练习 =>
找出下列各行中含有字符串"table"的行，并逐行照抄。匹配时区分大小写。

所给条目 =>
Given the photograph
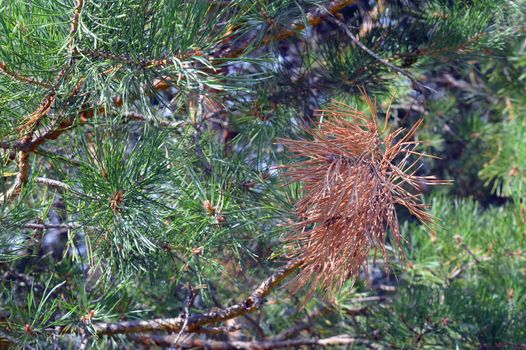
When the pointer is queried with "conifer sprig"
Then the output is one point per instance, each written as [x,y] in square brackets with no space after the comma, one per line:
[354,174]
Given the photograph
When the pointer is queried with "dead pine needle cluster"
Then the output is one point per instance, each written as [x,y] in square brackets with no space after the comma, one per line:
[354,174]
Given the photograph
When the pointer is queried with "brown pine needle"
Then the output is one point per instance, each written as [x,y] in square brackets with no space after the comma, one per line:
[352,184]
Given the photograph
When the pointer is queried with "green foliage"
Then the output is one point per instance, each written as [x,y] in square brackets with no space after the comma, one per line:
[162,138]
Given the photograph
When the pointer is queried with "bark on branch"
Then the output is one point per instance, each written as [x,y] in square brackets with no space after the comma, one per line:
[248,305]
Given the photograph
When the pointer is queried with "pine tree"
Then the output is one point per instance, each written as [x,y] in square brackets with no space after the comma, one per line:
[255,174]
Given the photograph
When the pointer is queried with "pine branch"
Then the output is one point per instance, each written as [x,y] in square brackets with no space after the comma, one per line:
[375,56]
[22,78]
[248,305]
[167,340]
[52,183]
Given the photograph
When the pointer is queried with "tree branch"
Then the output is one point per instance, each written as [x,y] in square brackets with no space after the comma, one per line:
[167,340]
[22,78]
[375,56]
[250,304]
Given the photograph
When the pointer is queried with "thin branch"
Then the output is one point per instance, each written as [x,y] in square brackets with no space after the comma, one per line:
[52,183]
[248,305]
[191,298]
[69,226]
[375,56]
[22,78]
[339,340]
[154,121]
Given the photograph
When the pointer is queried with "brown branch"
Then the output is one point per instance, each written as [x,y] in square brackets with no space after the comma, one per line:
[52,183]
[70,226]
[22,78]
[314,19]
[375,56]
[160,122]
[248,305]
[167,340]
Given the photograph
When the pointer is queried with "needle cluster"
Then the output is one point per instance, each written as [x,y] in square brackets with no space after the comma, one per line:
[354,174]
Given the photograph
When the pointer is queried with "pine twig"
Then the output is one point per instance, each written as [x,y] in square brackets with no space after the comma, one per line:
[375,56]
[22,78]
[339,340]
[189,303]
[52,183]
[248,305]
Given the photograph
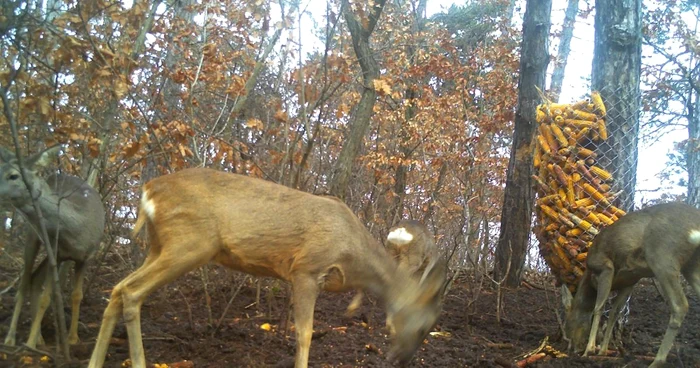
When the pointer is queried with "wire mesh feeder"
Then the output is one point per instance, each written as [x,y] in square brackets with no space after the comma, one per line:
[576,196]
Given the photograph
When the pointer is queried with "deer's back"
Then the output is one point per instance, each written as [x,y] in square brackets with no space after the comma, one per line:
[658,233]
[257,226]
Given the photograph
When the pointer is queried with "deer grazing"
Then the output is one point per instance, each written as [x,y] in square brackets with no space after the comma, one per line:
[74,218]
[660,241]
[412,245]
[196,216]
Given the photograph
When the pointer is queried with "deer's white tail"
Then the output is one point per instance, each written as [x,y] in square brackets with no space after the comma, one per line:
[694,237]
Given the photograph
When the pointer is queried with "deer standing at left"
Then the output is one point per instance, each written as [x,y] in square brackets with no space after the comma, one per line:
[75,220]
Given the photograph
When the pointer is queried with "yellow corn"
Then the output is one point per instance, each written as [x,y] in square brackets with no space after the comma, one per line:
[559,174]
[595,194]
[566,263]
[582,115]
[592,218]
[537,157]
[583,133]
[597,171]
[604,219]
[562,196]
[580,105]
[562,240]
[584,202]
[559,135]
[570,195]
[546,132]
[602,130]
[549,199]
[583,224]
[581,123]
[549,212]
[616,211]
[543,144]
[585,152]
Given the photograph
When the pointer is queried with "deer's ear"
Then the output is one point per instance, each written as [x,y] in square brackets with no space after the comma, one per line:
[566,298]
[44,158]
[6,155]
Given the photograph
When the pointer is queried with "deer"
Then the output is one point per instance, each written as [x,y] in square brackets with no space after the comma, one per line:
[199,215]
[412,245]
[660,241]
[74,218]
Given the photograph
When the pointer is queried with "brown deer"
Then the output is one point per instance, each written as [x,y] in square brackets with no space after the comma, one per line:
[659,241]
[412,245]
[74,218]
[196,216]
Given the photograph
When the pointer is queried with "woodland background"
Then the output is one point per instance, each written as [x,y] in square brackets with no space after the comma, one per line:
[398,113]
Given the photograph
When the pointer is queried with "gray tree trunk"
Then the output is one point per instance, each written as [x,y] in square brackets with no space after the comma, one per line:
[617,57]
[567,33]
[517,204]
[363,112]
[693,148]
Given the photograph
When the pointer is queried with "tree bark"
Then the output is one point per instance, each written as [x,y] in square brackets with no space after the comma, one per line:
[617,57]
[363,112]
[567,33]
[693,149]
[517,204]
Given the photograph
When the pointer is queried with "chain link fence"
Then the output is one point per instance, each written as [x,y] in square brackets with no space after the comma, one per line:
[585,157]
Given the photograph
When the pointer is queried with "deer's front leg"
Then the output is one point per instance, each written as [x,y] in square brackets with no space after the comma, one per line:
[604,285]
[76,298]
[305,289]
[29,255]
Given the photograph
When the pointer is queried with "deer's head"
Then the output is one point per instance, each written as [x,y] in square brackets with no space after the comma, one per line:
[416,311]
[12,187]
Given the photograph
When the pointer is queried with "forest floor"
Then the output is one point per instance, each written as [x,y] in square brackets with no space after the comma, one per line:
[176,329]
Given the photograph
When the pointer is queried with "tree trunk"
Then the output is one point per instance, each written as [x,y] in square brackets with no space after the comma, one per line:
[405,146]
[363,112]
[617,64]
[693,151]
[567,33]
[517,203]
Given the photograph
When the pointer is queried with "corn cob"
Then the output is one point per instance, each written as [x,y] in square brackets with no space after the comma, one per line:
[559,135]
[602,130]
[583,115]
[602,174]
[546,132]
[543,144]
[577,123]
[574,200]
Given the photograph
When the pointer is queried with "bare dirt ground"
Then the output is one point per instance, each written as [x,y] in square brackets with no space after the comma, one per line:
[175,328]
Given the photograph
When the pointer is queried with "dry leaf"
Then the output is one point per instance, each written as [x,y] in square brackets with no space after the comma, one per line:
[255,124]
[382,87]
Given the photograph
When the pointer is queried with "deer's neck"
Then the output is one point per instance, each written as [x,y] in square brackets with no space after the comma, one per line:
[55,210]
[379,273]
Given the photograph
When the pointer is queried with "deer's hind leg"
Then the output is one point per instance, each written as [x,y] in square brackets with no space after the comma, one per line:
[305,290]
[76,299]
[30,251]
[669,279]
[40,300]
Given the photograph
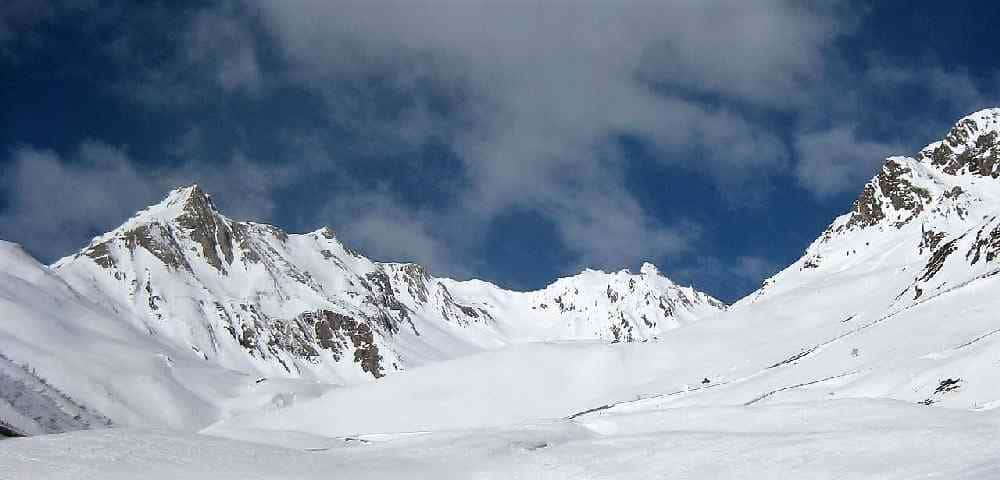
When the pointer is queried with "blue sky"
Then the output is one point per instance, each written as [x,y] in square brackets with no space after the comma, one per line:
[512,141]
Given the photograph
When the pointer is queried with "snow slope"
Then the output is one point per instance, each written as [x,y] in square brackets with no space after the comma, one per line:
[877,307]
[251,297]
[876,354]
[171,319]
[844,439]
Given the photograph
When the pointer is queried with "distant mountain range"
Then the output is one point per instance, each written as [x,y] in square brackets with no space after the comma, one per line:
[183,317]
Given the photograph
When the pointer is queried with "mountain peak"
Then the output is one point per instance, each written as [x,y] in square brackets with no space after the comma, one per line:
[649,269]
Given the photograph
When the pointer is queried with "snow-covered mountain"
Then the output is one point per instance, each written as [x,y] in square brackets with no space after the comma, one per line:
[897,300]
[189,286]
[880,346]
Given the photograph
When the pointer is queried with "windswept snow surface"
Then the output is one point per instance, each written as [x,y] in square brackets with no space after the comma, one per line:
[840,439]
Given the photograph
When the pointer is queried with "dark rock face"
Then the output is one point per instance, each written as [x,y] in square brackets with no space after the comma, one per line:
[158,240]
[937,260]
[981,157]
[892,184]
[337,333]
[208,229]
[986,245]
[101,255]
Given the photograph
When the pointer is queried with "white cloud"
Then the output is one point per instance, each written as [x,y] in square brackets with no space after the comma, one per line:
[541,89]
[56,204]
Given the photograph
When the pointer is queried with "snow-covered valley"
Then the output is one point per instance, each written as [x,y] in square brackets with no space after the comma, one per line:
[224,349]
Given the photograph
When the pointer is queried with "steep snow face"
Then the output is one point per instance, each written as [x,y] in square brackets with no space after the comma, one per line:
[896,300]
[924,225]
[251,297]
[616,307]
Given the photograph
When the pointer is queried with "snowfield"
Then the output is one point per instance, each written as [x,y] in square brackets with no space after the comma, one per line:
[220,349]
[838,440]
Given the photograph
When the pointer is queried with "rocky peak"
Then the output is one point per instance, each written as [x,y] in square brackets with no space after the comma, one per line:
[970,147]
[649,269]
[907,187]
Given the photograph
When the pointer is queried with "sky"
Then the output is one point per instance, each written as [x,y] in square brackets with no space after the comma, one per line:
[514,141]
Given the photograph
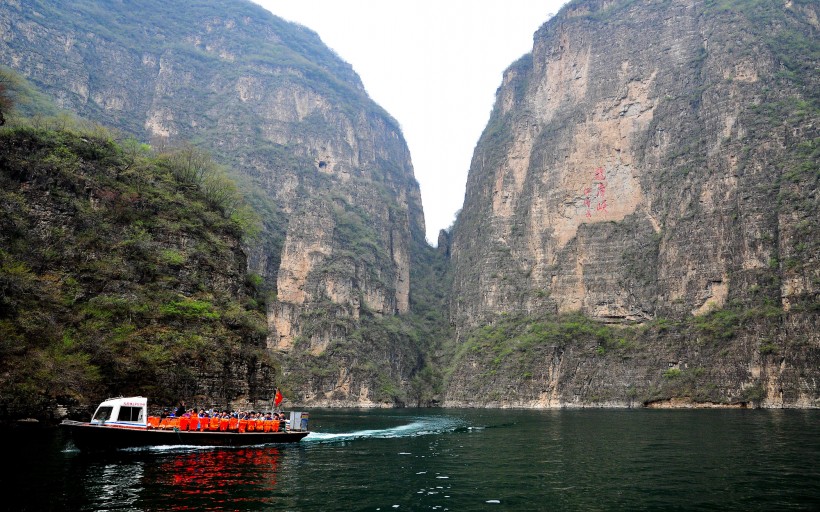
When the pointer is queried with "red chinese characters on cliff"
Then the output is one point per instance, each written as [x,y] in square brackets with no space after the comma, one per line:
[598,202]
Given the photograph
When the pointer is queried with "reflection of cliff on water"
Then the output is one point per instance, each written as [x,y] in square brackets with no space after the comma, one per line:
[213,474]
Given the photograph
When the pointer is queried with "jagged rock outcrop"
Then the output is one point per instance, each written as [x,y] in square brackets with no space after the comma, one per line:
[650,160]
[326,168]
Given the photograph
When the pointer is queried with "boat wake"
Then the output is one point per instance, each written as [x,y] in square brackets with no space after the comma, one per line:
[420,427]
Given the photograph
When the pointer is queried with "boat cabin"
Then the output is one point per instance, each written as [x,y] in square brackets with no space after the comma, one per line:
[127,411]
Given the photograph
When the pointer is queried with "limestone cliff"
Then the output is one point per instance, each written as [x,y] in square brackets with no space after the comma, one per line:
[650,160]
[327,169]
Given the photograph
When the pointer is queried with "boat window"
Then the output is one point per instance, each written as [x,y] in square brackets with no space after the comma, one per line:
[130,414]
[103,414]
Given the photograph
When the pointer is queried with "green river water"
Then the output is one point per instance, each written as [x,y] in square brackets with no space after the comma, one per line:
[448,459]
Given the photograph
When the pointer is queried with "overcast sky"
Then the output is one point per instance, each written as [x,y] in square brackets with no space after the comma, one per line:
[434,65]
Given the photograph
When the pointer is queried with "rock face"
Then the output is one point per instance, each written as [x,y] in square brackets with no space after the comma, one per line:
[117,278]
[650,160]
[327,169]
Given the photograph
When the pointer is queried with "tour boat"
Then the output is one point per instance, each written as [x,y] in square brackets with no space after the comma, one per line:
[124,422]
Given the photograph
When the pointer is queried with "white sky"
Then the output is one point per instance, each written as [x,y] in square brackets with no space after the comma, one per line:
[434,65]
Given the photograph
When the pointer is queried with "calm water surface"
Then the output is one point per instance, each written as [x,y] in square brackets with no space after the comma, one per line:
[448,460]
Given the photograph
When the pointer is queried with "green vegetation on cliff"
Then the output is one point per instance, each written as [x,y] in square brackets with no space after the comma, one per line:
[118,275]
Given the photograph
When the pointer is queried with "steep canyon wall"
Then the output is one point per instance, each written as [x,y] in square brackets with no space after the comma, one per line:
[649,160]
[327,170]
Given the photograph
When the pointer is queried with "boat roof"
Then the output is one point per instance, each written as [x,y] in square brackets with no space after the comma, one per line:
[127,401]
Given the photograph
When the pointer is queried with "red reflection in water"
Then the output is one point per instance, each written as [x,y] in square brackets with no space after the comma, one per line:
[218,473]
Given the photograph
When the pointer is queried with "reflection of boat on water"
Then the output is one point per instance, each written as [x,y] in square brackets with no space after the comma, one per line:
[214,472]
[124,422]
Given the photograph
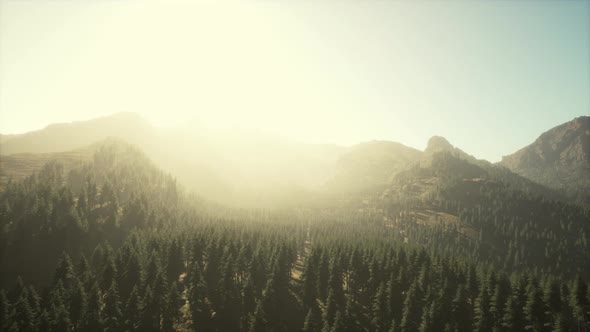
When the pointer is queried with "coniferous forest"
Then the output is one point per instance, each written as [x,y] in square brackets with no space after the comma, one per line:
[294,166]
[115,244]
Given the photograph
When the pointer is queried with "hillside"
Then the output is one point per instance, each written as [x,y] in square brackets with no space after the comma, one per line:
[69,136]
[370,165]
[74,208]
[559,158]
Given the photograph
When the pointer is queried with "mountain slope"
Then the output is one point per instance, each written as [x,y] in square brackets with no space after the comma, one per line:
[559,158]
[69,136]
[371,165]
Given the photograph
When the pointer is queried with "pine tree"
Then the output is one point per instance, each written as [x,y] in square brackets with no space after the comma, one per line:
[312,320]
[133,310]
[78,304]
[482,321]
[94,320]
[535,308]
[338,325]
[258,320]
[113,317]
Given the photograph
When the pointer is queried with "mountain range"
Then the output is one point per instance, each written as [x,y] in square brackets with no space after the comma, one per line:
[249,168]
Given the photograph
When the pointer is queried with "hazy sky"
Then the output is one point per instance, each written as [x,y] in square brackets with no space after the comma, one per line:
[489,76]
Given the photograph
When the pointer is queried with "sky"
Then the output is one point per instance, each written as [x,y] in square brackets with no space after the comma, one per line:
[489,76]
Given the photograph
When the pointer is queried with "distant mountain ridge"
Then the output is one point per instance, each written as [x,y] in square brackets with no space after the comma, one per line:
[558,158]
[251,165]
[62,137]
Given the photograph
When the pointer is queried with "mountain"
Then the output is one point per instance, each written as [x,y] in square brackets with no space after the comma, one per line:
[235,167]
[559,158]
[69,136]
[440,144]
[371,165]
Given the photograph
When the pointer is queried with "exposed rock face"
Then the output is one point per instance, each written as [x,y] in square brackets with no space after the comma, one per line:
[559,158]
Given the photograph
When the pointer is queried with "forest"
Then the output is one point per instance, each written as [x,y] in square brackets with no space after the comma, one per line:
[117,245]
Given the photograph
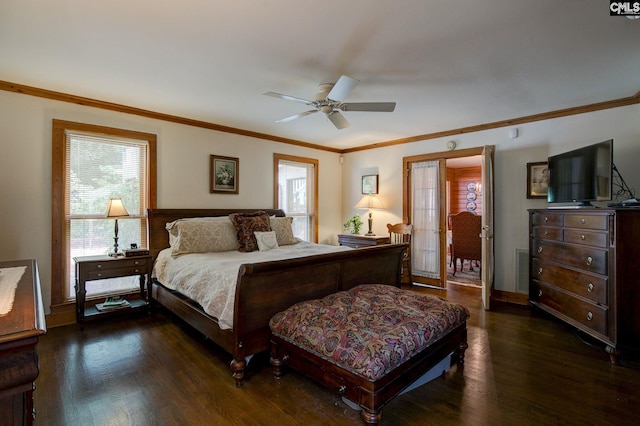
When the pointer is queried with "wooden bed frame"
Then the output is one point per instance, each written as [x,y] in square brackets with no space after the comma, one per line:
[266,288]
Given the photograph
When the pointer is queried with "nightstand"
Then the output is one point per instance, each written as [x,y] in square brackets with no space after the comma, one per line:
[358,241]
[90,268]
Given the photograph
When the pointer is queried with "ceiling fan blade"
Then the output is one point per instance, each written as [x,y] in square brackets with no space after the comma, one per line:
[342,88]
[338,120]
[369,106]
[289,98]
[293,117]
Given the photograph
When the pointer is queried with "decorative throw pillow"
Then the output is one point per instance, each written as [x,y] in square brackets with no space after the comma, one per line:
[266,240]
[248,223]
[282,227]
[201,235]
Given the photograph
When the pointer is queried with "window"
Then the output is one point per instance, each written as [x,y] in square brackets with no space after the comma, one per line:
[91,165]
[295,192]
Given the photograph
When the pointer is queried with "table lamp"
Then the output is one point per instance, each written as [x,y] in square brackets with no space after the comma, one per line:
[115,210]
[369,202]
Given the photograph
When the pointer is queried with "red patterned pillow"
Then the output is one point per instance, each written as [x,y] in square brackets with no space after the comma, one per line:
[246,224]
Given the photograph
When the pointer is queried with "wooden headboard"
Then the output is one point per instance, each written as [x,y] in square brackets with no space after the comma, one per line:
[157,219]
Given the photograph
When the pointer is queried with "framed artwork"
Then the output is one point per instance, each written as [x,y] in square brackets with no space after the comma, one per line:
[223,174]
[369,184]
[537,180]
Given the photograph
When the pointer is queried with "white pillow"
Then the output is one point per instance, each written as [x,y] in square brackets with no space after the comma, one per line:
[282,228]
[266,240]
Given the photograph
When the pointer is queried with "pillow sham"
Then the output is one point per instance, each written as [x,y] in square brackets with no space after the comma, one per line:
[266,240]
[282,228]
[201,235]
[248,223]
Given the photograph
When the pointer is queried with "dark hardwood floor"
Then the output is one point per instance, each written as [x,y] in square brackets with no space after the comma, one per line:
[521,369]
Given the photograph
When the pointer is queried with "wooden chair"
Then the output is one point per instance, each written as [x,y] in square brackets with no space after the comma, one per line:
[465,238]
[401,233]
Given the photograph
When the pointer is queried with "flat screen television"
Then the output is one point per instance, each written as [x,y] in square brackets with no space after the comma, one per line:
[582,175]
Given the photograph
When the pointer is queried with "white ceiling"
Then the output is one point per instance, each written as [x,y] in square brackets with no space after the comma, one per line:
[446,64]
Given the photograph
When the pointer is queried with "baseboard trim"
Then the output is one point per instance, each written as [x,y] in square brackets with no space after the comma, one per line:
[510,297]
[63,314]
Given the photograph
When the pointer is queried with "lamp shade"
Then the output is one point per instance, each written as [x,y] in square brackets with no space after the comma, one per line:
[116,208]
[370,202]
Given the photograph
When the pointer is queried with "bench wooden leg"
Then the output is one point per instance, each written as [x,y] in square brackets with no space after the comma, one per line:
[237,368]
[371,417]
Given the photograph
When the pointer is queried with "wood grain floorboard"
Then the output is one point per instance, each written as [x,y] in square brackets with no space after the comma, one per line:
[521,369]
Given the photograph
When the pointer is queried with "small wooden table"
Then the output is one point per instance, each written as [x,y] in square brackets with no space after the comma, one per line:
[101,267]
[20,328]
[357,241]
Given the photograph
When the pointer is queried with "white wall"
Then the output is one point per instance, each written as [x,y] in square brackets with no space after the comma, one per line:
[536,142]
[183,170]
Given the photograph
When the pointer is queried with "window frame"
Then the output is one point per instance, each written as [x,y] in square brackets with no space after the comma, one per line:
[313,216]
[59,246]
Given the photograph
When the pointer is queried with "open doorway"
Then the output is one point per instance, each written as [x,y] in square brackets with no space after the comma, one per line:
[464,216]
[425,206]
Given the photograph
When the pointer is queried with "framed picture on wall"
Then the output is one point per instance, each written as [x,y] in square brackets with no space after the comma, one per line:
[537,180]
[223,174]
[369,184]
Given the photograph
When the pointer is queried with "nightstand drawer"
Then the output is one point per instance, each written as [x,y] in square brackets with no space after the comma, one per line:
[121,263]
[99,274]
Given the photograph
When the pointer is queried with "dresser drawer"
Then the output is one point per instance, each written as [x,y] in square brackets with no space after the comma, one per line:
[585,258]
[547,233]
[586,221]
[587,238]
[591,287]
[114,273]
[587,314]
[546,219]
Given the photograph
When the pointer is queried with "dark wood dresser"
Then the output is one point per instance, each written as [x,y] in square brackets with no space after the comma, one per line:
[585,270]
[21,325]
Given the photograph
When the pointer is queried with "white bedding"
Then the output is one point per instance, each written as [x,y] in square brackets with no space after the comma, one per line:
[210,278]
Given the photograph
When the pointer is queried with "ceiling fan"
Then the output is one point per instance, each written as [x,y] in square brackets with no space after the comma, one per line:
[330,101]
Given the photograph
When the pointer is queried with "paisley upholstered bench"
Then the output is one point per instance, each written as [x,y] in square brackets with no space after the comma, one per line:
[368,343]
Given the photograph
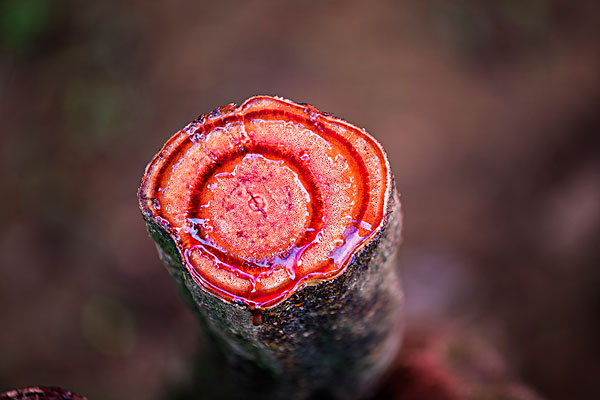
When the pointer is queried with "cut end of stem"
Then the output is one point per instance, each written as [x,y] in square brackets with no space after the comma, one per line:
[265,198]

练习解答 =>
When the pointer is queried with "table lamp"
When the pointer is queried with "small wooden table"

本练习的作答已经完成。